### USING THE INFORMATION
a) In the passage on foster children's Social Security benefits, how much money did Philadelphia DHS collect in a typical year, and from about how many youth in foster care?
b) Name every Pennsylvania county mentioned in the passage on foster children's Social Security benefits.

### GIVEN PASSAGE
'''

On Jackson’s behalf, Liz Soltan, then a staff attorney at CLS, dug into Jackson’s case and eventually received a document from the Social Security Administration that disclosed DHS had been receiving the boys’ funds after their adoptive mother’s death. The records weren’t complete, but DHS had evidently been collecting the money for at least three years, including the then-nine months since Jackson became their guardian.
Why, she wondered, had DHS continued collecting money for so long after the Winns were no longer in its care?
Her interest was further piqued by the form, a spreadsheet, the SSA had used to send her the information. “The fact that the SSA was using a spreadsheet suggested this was happening to a lot of people,” she said.
Her hunch was right. Documents released by Philadelphia DHS in response to a Resolve Philly/Inquirer public records request show that in a typical year, DHS collected $1.3 million from about 380 youth in foster care. Upon finding out his new kids represented some small slice of that, Jackson said his bewilderment turned to shock:
“How was DHS getting these boys’ money?”
‘On a knife’s edge’
Daniel L. Hatcher, a University of Baltimore law professor and author of The Poverty Industry, can provide some context. Hatcher is an expert in the conflicts between government agencies’ revenue-maximization strategies and their core missions to serve low-income children. State agencies often regard the use of Social Security funds as a settled matter, Hatcher said, pointing to 2003 U.S. Supreme Court case, Washington state v. Keffeler. However, that ruling only held that agencies did not violate the Social Security Act by using foster children’s benefits to subsidize their care, and “left open some significant areas for attorneys to challenge the practice,” he said.
Among them, lawyers can challenge it for violating a children’s due-process rights by not alerting them their benefits were being diverted, as well as for violating their rights to be treated equally to other foster children who don’t have survivor or disability benefits and aren’t being required to pay for part of their care.
The court cases in Alaska and Maryland have successfully challenged the practice, federal legislation is being proposed, and some local legislation has already been passed.
Close to home, not all counties follow Philadelphia’s lead. Lancaster and Centre Counties, for instance, alert court advocates for foster youth when they start and stop receiving the benefit payments, according to Right to Know requests to those and six other Pennsylvania counties. An Allegheny County DHS spokesperson wrote in an email that the Resolve Philly/Inquirer inquiry, as well as national attention on the issue, had prompted it to review many of its procedures, including notifying youth when the agency becomes their representative payee.
Philadelphia DHS said it has no process in place to provide notice to youth whose money is being collected. The agency did not respond to questions about why it collected money belonging to the Winns for nine months after they were no longer the city’s responsibility. (This Monday, a DHS spokesperson, referring to the idea of providing notice to foster youth or their lawyers, said in an email, “We will review our current practices to see how we can improve communication.”)

'''

### STUDY MATERIAL
'''

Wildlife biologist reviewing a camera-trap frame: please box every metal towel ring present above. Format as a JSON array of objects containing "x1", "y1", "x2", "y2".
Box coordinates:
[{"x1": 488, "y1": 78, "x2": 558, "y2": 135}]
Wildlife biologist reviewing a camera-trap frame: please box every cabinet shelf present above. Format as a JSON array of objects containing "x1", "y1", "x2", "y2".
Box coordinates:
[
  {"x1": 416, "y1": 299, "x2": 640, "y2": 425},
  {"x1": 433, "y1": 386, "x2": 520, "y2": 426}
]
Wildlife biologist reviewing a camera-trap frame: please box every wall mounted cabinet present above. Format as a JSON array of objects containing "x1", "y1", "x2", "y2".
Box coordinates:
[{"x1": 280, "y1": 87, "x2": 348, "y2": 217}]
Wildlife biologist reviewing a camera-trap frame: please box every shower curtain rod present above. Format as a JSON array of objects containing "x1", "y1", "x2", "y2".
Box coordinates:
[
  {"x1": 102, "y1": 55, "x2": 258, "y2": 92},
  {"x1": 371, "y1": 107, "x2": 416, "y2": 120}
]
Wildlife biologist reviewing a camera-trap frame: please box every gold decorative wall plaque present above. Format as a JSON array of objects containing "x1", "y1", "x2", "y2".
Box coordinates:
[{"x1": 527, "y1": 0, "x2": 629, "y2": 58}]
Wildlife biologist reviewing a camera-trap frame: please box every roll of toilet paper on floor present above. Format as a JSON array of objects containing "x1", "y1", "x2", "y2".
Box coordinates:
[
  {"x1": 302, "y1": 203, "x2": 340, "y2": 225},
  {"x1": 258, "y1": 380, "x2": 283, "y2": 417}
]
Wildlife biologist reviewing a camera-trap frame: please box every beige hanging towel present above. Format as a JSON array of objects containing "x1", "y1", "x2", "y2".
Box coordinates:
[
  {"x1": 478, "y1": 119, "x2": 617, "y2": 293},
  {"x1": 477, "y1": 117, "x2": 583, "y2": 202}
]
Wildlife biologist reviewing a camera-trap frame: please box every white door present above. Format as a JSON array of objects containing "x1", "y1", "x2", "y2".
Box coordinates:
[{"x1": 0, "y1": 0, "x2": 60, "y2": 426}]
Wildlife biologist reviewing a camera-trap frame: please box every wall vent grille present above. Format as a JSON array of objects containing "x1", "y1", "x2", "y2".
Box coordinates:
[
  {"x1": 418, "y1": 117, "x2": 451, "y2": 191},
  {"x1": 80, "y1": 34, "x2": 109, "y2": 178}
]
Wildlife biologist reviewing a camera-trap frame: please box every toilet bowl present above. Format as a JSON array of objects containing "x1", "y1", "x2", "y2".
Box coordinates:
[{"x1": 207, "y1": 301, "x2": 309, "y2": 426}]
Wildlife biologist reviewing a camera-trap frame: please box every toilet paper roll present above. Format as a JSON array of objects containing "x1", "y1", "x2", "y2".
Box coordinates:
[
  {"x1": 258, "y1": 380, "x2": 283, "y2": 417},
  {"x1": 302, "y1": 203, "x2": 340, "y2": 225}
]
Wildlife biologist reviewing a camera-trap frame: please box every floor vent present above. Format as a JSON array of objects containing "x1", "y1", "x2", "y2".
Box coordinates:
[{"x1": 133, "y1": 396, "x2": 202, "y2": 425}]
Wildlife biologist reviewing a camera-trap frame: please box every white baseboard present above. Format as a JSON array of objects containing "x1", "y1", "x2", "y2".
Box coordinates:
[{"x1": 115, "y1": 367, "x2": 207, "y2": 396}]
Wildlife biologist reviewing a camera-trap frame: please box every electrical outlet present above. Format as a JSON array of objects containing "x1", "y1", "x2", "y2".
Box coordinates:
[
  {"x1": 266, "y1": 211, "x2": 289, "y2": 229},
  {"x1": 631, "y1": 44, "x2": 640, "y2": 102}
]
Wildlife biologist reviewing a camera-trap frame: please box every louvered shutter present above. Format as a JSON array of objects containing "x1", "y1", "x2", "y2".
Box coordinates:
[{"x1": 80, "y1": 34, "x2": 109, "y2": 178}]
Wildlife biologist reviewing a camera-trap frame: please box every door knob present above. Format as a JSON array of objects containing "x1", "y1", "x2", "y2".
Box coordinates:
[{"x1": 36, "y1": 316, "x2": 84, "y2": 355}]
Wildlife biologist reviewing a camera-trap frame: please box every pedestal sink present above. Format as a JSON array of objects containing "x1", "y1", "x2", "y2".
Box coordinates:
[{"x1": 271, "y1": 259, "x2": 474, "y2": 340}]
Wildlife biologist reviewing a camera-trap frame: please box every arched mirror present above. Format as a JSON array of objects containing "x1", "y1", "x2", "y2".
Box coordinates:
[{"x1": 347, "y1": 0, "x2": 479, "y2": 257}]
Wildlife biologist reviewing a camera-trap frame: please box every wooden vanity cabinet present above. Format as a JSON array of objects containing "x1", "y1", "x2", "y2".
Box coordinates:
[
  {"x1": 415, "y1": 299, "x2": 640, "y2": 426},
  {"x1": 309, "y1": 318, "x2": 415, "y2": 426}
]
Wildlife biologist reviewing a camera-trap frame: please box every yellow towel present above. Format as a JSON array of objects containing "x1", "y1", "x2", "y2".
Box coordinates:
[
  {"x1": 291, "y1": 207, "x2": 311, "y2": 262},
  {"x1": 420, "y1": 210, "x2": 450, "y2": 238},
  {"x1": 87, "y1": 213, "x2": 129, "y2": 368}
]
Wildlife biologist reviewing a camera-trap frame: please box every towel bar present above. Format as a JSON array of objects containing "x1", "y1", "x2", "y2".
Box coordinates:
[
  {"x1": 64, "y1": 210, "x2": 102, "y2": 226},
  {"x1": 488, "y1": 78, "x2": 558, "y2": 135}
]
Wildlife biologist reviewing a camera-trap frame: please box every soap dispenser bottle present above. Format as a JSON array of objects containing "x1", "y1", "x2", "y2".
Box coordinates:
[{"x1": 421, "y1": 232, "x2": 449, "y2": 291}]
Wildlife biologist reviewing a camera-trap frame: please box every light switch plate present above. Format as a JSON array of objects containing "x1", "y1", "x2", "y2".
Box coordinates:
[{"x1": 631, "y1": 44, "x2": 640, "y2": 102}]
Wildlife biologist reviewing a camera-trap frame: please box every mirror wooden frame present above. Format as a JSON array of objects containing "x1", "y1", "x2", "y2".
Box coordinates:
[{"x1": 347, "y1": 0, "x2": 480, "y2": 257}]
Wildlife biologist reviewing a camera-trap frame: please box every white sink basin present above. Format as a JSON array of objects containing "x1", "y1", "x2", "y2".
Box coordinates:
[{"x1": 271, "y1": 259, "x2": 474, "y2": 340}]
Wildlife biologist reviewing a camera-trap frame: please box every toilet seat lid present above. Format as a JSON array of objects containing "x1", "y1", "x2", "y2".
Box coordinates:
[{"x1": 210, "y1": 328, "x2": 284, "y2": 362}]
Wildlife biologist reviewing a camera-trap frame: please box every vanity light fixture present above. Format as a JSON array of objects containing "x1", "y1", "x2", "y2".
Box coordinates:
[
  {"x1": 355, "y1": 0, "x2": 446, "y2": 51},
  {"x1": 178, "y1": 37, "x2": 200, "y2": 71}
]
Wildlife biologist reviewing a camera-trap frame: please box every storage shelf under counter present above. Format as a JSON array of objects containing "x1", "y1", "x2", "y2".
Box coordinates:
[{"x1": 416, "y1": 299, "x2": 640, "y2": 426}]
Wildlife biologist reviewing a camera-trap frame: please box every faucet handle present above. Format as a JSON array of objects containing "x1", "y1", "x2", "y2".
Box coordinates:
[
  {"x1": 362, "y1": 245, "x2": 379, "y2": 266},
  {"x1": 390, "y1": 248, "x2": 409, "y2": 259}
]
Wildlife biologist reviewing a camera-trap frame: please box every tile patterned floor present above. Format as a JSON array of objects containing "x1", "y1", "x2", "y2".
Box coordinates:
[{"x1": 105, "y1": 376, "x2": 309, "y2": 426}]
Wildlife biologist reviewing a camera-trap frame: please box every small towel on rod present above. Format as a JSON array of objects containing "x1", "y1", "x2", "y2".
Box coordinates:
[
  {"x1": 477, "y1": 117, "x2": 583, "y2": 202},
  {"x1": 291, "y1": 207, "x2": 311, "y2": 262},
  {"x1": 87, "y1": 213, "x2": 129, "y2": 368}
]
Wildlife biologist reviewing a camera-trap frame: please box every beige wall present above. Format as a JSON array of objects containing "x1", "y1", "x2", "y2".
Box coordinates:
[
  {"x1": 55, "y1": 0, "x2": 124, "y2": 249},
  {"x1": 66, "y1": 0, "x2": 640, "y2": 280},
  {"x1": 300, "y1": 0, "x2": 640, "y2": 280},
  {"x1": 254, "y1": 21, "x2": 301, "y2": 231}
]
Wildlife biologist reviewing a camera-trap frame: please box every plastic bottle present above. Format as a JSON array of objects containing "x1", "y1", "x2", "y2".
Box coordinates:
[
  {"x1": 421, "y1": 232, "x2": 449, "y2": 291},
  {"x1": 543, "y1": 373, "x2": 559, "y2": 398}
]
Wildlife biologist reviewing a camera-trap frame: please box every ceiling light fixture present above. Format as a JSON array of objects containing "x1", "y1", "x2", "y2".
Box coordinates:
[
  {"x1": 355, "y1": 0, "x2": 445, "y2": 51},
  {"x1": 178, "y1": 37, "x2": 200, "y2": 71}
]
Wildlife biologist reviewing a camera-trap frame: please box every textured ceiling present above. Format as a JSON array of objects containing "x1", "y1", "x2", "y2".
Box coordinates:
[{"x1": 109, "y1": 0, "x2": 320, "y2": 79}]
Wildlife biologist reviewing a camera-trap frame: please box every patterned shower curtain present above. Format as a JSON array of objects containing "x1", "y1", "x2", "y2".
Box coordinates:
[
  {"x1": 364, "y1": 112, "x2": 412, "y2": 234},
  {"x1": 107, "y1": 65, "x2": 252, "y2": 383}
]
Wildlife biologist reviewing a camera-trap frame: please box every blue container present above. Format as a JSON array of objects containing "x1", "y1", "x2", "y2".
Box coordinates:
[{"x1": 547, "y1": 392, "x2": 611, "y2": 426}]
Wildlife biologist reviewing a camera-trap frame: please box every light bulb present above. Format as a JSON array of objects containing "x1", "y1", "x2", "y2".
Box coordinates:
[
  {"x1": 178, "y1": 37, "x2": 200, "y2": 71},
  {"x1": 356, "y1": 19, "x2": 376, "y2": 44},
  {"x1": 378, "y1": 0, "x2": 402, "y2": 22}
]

'''

### TASK-BY-TASK OUTPUTS
a) $1.3 million from about 380 youth in foster care.

b) Philadelphia, Lancaster, Centre, Allegheny